=== INSTRUCTIONS FOR THE TASK ===
Reproduce the data shown below exactly.

=== MATERIAL SUPPLIED ===
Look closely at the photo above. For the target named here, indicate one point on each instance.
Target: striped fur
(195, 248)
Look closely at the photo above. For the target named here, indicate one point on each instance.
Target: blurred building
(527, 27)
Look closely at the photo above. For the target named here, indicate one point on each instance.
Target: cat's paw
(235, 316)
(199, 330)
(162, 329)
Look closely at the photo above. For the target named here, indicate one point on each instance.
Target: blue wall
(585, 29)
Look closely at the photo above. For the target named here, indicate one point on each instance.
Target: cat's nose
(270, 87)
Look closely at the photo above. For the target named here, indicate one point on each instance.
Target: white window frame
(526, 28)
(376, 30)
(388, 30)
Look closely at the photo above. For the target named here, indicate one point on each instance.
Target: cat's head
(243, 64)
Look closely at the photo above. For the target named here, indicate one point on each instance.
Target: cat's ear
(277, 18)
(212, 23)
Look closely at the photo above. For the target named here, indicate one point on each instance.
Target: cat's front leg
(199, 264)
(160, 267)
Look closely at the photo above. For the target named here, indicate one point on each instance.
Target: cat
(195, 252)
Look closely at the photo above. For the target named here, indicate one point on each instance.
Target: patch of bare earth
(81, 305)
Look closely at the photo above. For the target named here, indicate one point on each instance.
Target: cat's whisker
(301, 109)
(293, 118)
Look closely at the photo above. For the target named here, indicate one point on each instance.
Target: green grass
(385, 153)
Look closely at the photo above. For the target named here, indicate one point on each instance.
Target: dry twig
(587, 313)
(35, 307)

=== FINISHED TASK ===
Look closely at the photo above. For the target named here, indicate one point on each instance.
Target: striped fur
(195, 248)
Look closely at the photo above. For the target named here, indicate one point on each instance.
Target: blurred building
(527, 27)
Look closely at the photo above. For the target named here, indicate one point on each instance.
Target: cat's paw
(235, 316)
(199, 330)
(162, 329)
Look closely at the photo above. For the target named here, indicate one point on each instance.
Target: blue wall
(585, 29)
Look closely at the photo above. For the target named here, indicate one point on each instance.
Target: cat's nose
(270, 87)
Look closely at the photo above. For the target named here, indicate one point on each instance.
Target: white window frame
(526, 28)
(376, 30)
(388, 30)
Look closely at the photo above. For the target named here, indicate one point on each instance.
Target: cat's head
(243, 64)
Look closely at the photo above. For the target named here, indicate one point on each instance.
Target: cat's ear
(277, 18)
(212, 23)
Look closely at the photo above. For the target named here, indicate one point on each instance.
Target: cat's front leg
(199, 264)
(160, 267)
Look closely at the photo above. For the target named here, indicate one point on each instance.
Target: cat
(195, 252)
Look closely at the photo above. For the target named here, indicate one point on each instance.
Target: patch of bare earth
(81, 305)
Look closely at the photo above. For the target named here, indicate one point on each instance.
Target: cat's whisker
(301, 109)
(293, 118)
Look closely at the photo above. For the target named here, indicate one point on each instance.
Target: green grass
(385, 153)
Look closely at the photo above. For the target named here, indicate one point on each instance.
Target: dry twig
(587, 313)
(35, 307)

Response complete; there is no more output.